++++ Фрагмент для чтения ++++

Наши предки, охотники-собиратели, жили небольшими родовыми группами в несколько десятков человек в постоянной вражде с другими такими группами, на которые они совершали частые набеги, подвергаясь таким же сами, причиняя и неся огромные по нынешним временам относительные потери и унося добычу в виде женщин и еды — другой в те времена просто не было. Этот цикл насилия пошел на спад с возникновением цивилизации и государственных образований, а особенно, как демонстрирует американский ученый-когнитивист Стивен Пинкер, в последние два-три столетия с наступлением эпохи Просвещения. Это тоже ни в коей мере нельзя назвать эусоциальностью, но совершенно очевидно, что мы никогда бы не достигли такой степени развития и биологического доминирования, если бы не владели языком.
Эта социальная эволюция, однако, имеет и свою изнанку. Наше беспрецедентное господство над биосферой дает побочный эффект, причиняя ей ущерб, который может стать невосполнимым и разрушить экологию, неотъемлемой частью которой мы являемся. Кроме того, наша жизнедеятельность явно влияет на планетарный климат, меняя его в неблагоприятную для нас сторону. Вместе с тем наша видовая солидарность по-прежнему оставляет желать лучшего: ослабление внутривидовых конфликтов на протяжении последних тысячелетий совершенно необязательно экстраполируется в будущее, тогда как цивилизация вооружила нас способностью уничтожить не только самих себя, но и все живое на планете.

++++

> [Задания]:
a. Согласуются ли с фрагментом о социальной эволюции человека утверждения (i) «Охотники-собиратели жили группами в несколько сотен человек», (ii) «Спад цикла насилия особенно заметен в последние два-три столетия» и (iii) «Ослабление внутривидовых конфликтов непременно продолжится в будущем»? Для каждого ответьте «да» или «нет» и дословно приведите решающие слова фрагмента.
b. Продолжите фрагмент о социальной эволюции человека, начав сразу после его последнего предложения.
Материал ниже взят из другого источника.

++++ Строки данных ++++

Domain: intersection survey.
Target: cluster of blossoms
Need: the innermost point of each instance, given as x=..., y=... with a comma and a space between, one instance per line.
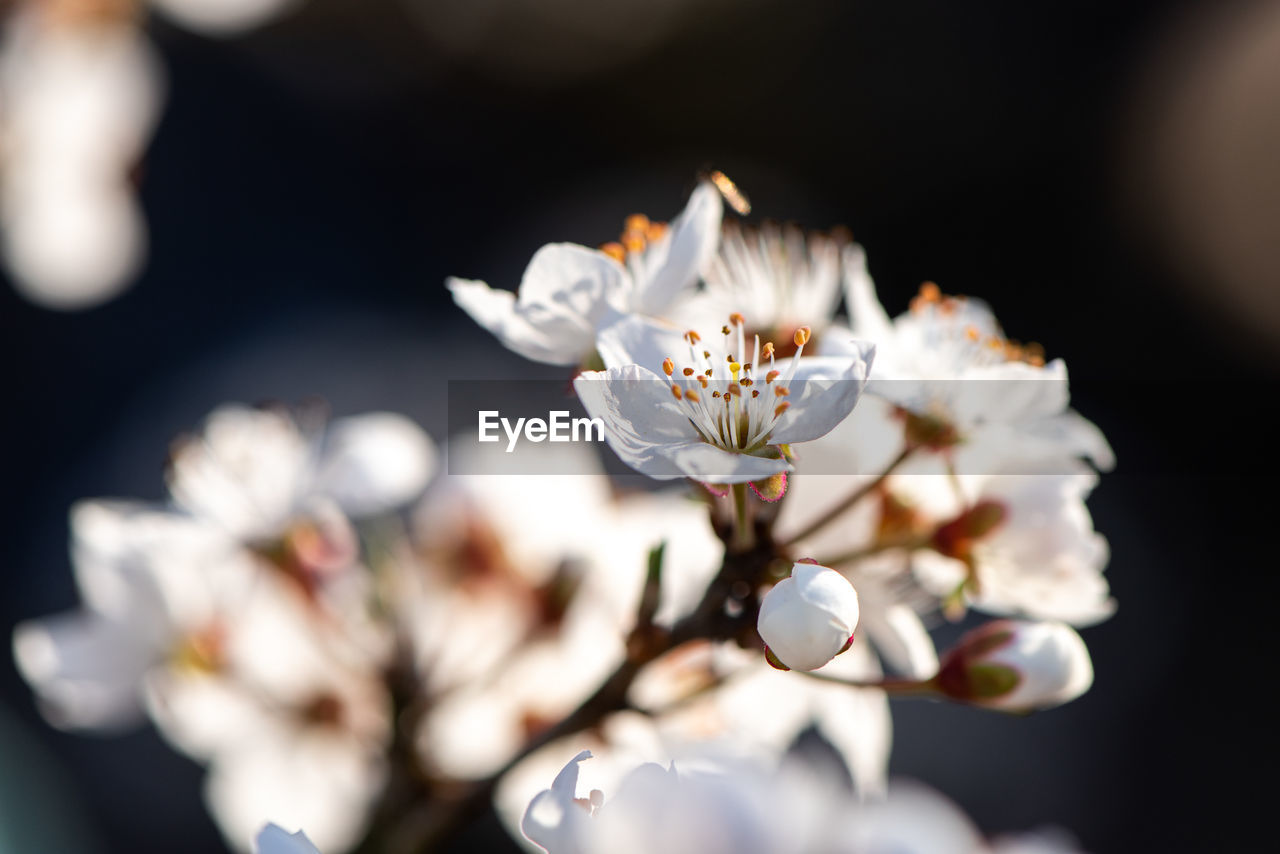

++++

> [Ответы по заданиям]:
a.
(i) Нет: «жили небольшими родовыми группами в несколько десятков человек».
(ii) Да: «а особенно, как демонстрирует американский ученый-когнитивист Стивен Пинкер, в последние два-три столетия с наступлением эпохи Просвещения».
(iii) Нет: «ослабление внутривидовых конфликтов на протяжении последних тысячелетий совершенно необязательно экстраполируется в будущее».

b.
Тем не менее мы живем внутри нарратива, подразумевающего неуклонность прогресса и восхождения к новым вершинам, пусть и серьезно скомпрометированного событиями прошлого столетия. Об этом свидетельствуют, к примеру, наши опасения в отношении грядущего господства искусственного интеллекта, который мы, конечно же, создадим, наш уже упомянутый поиск «братьев по разуму» во Вселенной (исходя из гипотезы, что они уже успели продвинуться дальше) и даже предположения, что мы живем внутри компьютерной симуляции, смоделированной неким высшим разумом, — видимо, хотя бы отчасти, по своему образу и подобию, антропоморфизм проглядывает и тут. Наши иллюзии стимулируются, хотя и по-разному и с очень разной степенью компетентности, такими авторами, как Юваль Ноа Харари или тот же Стивен Пинкер — этот последний, конечно, со всеми необходимыми оговорками, но в русле того же прогрессивного нарратива. Изъяв Бога из уравнения жизни и разума, мы тем не менее оставили само уравнение как было, делая вид, что решение от этого почти не меняется, — только теперь это не статичный рай с ансамблем арфистов, а сам процесс восхождения, пусть и не без риска оступиться.
Но если мы ошибаемся в наших самых фундаментальных предположениях — кто нас поправит?
6
Наша чрезмерная сосредоточенность на космических просторах часто мешает нам просто оглядеться вокруг. Жизнь на Земле — пока что единственный известный нам случай биологической эволюции, она возникла более четырех миллиардов лет назад, и ее изучение может принести нам гораздо больше пользы, если мы отвлечемся от таких предрассудков, как видизм и триумф человеческого разума, то есть попытаемся быть последовательными учениками Коперника.
Взять, к примеру, динозавров, которые были фактическими хозяевами планеты на протяжении полутораста миллионов лет, — не один какой-нибудь вид, а вся огромная ветвь, то, что в биологии именуется клада, и при этом никак не подрубили сук под собой, то есть не подорвали экологию. Как ни странно, никому не приходит в голову задаться вопросом: почему за все это бесконечное время ни один их вид не обзавелся разумом типа нашего, то есть в конечном счете языком? Как минимум это должно навести на мысль, что ошибка Ферми была куда более радикальной, чем может показаться. Не случись рокового для динозавров свидания с кометой, млекопитающие, в том числе приматы, могли так никогда и не получить своего шанса. Иными словами, разум вроде нашего, скорее всего, нельзя считать обязательным «венцом» эволюции и на этом основании замерять вероятность его возникновения во Вселенной.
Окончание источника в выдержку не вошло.